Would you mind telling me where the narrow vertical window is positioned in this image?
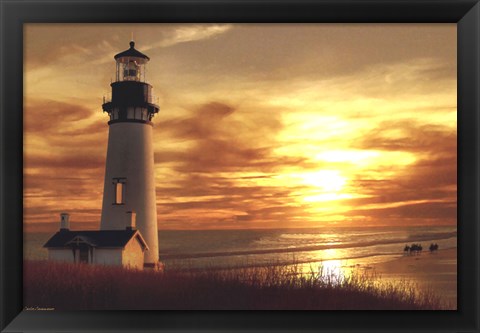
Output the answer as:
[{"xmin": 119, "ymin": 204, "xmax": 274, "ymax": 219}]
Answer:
[
  {"xmin": 113, "ymin": 178, "xmax": 125, "ymax": 205},
  {"xmin": 115, "ymin": 183, "xmax": 123, "ymax": 205}
]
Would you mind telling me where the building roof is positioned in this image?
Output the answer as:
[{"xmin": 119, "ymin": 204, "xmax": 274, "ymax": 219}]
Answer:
[
  {"xmin": 43, "ymin": 229, "xmax": 148, "ymax": 249},
  {"xmin": 114, "ymin": 41, "xmax": 150, "ymax": 62}
]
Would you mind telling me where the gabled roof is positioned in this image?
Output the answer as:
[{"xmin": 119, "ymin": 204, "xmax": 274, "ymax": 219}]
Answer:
[{"xmin": 43, "ymin": 229, "xmax": 148, "ymax": 249}]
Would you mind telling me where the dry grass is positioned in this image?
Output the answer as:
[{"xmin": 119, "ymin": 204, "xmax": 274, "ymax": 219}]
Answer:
[{"xmin": 24, "ymin": 261, "xmax": 444, "ymax": 310}]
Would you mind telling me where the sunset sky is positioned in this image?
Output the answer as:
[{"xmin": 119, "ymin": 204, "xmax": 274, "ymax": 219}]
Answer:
[{"xmin": 24, "ymin": 24, "xmax": 457, "ymax": 231}]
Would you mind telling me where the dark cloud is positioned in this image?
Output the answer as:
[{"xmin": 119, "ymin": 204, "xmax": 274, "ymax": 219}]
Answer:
[
  {"xmin": 24, "ymin": 100, "xmax": 92, "ymax": 134},
  {"xmin": 346, "ymin": 121, "xmax": 457, "ymax": 221}
]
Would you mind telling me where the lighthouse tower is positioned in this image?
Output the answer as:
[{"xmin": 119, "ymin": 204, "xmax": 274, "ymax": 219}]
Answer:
[{"xmin": 100, "ymin": 41, "xmax": 159, "ymax": 267}]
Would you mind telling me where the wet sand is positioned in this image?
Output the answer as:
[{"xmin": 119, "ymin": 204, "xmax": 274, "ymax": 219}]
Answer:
[{"xmin": 372, "ymin": 248, "xmax": 457, "ymax": 310}]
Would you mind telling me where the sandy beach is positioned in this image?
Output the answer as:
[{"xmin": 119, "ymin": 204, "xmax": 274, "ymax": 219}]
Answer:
[{"xmin": 373, "ymin": 248, "xmax": 457, "ymax": 310}]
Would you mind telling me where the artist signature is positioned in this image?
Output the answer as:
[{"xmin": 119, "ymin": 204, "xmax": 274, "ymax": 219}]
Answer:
[{"xmin": 23, "ymin": 306, "xmax": 55, "ymax": 311}]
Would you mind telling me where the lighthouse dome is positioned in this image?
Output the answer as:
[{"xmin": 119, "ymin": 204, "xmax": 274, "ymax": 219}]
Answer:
[{"xmin": 114, "ymin": 41, "xmax": 150, "ymax": 64}]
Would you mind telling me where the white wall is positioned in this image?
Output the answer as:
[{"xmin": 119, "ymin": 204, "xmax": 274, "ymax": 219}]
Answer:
[
  {"xmin": 93, "ymin": 248, "xmax": 122, "ymax": 266},
  {"xmin": 100, "ymin": 123, "xmax": 158, "ymax": 263},
  {"xmin": 48, "ymin": 249, "xmax": 74, "ymax": 263},
  {"xmin": 122, "ymin": 237, "xmax": 144, "ymax": 269}
]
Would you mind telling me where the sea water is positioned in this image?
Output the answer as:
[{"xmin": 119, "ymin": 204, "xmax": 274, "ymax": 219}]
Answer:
[{"xmin": 24, "ymin": 226, "xmax": 457, "ymax": 269}]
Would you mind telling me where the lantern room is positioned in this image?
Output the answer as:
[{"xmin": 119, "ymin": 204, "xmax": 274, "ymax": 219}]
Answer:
[{"xmin": 114, "ymin": 41, "xmax": 150, "ymax": 82}]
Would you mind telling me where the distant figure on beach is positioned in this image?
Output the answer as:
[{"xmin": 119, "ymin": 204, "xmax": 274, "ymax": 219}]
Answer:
[{"xmin": 403, "ymin": 244, "xmax": 423, "ymax": 254}]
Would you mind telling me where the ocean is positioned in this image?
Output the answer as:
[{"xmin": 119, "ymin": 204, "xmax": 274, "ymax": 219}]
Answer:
[{"xmin": 24, "ymin": 226, "xmax": 457, "ymax": 269}]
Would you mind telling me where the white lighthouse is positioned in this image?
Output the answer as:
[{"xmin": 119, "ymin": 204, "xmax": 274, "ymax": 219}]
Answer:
[{"xmin": 100, "ymin": 41, "xmax": 159, "ymax": 267}]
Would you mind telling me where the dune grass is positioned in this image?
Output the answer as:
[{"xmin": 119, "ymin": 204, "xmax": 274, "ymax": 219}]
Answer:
[{"xmin": 24, "ymin": 261, "xmax": 444, "ymax": 310}]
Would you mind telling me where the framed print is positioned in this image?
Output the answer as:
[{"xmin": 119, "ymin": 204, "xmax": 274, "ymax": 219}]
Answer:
[{"xmin": 1, "ymin": 0, "xmax": 480, "ymax": 332}]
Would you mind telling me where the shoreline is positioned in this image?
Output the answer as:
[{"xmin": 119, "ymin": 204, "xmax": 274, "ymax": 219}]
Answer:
[{"xmin": 373, "ymin": 248, "xmax": 457, "ymax": 310}]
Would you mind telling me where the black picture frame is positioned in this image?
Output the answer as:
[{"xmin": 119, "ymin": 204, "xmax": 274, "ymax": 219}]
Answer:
[{"xmin": 0, "ymin": 0, "xmax": 480, "ymax": 332}]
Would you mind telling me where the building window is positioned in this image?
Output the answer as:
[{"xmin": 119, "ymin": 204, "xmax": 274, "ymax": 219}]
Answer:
[{"xmin": 113, "ymin": 178, "xmax": 126, "ymax": 205}]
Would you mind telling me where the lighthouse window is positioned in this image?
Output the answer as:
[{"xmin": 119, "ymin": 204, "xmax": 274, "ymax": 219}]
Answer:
[{"xmin": 113, "ymin": 178, "xmax": 125, "ymax": 205}]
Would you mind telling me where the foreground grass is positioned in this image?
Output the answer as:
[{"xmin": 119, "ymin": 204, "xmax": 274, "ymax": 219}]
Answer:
[{"xmin": 24, "ymin": 261, "xmax": 443, "ymax": 310}]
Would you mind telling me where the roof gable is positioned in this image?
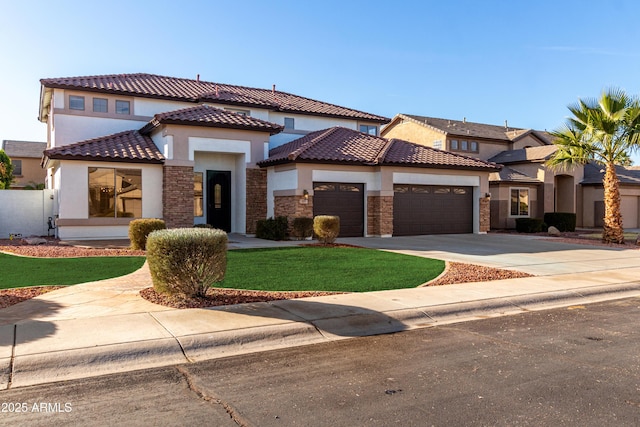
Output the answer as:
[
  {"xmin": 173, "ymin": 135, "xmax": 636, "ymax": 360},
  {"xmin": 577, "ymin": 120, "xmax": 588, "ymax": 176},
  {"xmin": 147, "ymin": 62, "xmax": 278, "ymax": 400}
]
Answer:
[
  {"xmin": 44, "ymin": 130, "xmax": 164, "ymax": 163},
  {"xmin": 258, "ymin": 127, "xmax": 500, "ymax": 171},
  {"xmin": 140, "ymin": 105, "xmax": 283, "ymax": 135},
  {"xmin": 40, "ymin": 73, "xmax": 389, "ymax": 123}
]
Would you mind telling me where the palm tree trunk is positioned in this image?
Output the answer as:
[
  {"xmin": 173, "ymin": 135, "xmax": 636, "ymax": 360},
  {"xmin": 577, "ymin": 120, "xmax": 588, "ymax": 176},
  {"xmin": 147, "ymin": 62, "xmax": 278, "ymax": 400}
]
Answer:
[{"xmin": 602, "ymin": 163, "xmax": 624, "ymax": 243}]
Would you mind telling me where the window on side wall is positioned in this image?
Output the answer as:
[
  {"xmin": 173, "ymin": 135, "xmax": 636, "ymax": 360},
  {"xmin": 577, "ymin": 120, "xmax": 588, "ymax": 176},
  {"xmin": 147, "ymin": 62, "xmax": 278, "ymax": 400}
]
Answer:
[
  {"xmin": 284, "ymin": 117, "xmax": 296, "ymax": 129},
  {"xmin": 360, "ymin": 125, "xmax": 378, "ymax": 136},
  {"xmin": 69, "ymin": 95, "xmax": 84, "ymax": 110},
  {"xmin": 193, "ymin": 172, "xmax": 204, "ymax": 216},
  {"xmin": 93, "ymin": 98, "xmax": 109, "ymax": 113},
  {"xmin": 509, "ymin": 188, "xmax": 529, "ymax": 217},
  {"xmin": 89, "ymin": 168, "xmax": 142, "ymax": 218},
  {"xmin": 116, "ymin": 100, "xmax": 131, "ymax": 114}
]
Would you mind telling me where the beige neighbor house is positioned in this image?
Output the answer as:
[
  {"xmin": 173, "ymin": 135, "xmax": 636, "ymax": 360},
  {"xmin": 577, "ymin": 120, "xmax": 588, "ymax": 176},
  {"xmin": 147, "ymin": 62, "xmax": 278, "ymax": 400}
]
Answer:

## Objective
Nothing but the lines from the one with "Would you mind telling me where the beige" through the last line should be repeated, each exactly as it stands.

## Solution to this task
Would you mind telling me where the beige neighbor house is positioned in this image?
Output the answer as:
[
  {"xmin": 173, "ymin": 135, "xmax": 636, "ymax": 360},
  {"xmin": 577, "ymin": 120, "xmax": 588, "ymax": 176},
  {"xmin": 147, "ymin": 62, "xmax": 278, "ymax": 400}
]
Answer:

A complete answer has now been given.